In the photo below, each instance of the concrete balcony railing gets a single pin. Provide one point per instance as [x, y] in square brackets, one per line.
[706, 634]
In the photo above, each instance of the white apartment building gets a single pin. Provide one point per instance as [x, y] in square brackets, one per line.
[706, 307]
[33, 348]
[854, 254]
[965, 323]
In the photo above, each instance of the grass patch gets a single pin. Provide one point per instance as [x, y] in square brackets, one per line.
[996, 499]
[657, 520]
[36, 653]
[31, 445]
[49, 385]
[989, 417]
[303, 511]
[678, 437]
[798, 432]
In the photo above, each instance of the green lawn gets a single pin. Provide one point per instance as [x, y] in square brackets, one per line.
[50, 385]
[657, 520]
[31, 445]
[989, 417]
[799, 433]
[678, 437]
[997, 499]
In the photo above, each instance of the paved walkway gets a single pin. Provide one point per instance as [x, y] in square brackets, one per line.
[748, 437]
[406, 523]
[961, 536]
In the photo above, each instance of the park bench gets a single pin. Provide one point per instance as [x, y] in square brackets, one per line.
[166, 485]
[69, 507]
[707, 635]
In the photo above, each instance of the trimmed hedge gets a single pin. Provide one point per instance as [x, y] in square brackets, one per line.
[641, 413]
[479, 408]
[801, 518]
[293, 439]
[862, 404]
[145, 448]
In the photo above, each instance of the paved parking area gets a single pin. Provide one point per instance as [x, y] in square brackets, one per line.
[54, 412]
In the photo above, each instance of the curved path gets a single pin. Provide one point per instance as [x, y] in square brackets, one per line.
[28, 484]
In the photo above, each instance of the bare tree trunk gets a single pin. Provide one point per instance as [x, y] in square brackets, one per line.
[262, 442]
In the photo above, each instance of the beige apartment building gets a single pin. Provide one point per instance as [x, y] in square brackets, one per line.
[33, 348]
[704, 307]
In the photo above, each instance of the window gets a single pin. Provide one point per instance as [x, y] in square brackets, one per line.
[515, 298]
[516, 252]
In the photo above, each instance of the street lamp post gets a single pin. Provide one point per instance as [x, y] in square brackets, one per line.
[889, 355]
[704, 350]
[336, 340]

EXERCISE INSTRUCTIONS | All of the material should be given again, character for character.

TASK ANSWER |
In the photo below, each instance of the concrete balcony railing gets a single pin. Provide one point per instance as [x, y] in square brackets, one per line.
[706, 634]
In the photo above, each instance of the white apartment building gets a single pin. Provide one point per instance as [x, y] in square brackets, one per line.
[706, 307]
[33, 348]
[854, 254]
[965, 323]
In the photo above, each instance of the grass patch gets a single pin. Provide one point per instance as [x, y] in square brackets, one per line.
[996, 499]
[657, 520]
[36, 653]
[31, 445]
[49, 385]
[989, 417]
[303, 511]
[678, 437]
[798, 432]
In the photo above, each instance of the green lawn gets a single pin. Provide one point per instance as [x, y] in square brackets, one per line.
[50, 385]
[657, 520]
[31, 445]
[989, 417]
[799, 433]
[678, 437]
[997, 499]
In the photo above, each instance of the paved walkway gets a single pin. Provide one point per instance as [x, y] in square brackets, one per line.
[748, 437]
[406, 523]
[961, 536]
In the photo above, each instance of the park bench gets a single pin. Provide one point per instance as [x, y] in square brackets, one per line.
[166, 485]
[69, 507]
[707, 635]
In the photo above, each instance of the trimmed hedge gets a single pin. Provide one point per instance as [x, y] in square brackets, one per line.
[641, 413]
[479, 408]
[801, 518]
[293, 439]
[862, 404]
[145, 448]
In the photo above, each instance of the paved parking area gets a single pin. Provide one point per instance as [x, y] in square brackets, one per line.
[54, 412]
In the photo above, each instance of the curved path gets a single pin. Provide one point per instance as [x, y] in square brackets, one per line.
[28, 484]
In the photo above, each instance of the bare tree trunk gets a single pin. Provide one point per instance as [x, y] in square brackets, one per line.
[262, 442]
In the photo above, each instance of the beige apartment building gets a single pin. Provide one point per instance as [x, y] in square brackets, one per line.
[33, 348]
[704, 307]
In the photo above, each instance of the window gets a single pin. Provide one point per instance as [x, y] in square brackets, one per line.
[515, 298]
[516, 252]
In the photo above, each instance of the street lamp post gets a single pin. Provide one point per instance as [x, y] in square brackets, one per line.
[889, 355]
[704, 350]
[336, 340]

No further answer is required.